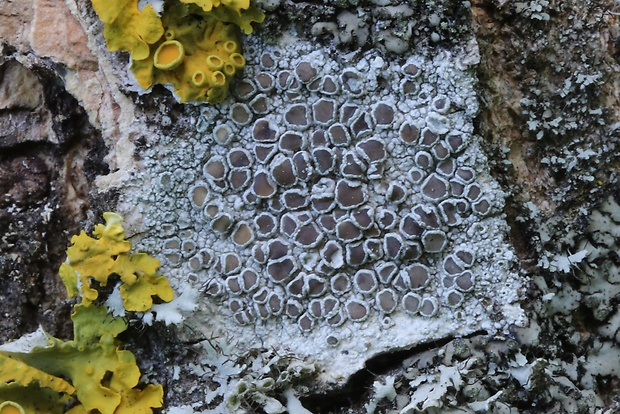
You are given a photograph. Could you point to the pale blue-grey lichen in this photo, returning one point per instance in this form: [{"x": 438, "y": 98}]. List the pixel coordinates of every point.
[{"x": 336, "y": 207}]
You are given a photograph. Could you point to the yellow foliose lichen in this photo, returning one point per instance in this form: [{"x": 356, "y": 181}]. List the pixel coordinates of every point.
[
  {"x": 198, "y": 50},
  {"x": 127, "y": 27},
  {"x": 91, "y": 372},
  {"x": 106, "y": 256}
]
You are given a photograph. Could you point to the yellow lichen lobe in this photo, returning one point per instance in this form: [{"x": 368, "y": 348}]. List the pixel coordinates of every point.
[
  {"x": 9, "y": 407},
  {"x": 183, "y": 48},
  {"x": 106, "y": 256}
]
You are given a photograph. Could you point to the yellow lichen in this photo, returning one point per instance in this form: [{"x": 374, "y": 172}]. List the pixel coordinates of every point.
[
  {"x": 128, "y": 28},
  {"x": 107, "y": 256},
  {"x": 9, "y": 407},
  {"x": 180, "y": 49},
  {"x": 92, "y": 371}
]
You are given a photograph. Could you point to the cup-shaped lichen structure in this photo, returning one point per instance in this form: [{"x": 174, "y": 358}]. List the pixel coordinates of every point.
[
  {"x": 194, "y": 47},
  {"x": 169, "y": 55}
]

--

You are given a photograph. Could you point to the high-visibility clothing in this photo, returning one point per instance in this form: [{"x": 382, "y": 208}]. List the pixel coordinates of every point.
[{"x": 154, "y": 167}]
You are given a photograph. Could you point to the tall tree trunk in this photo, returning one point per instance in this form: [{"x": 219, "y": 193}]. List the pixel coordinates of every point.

▸ Task to carry out
Look above for the line with "to the high-visibility" and the line with "You are given a photograph. Could you point to the tall"; transcribe both and all lines in between, exactly, and nothing else.

▸ Response to the task
You are given a photograph. Could you point to the high-visibility clothing in this photo, returning one point per instance in this form: [{"x": 382, "y": 208}]. List the pixel coordinates of every point.
[{"x": 154, "y": 167}]
You are given a photograph. Could you point to the tall tree trunk in this photo, returning one point per instance in this form: [{"x": 219, "y": 193}]. List the pixel coordinates of every point.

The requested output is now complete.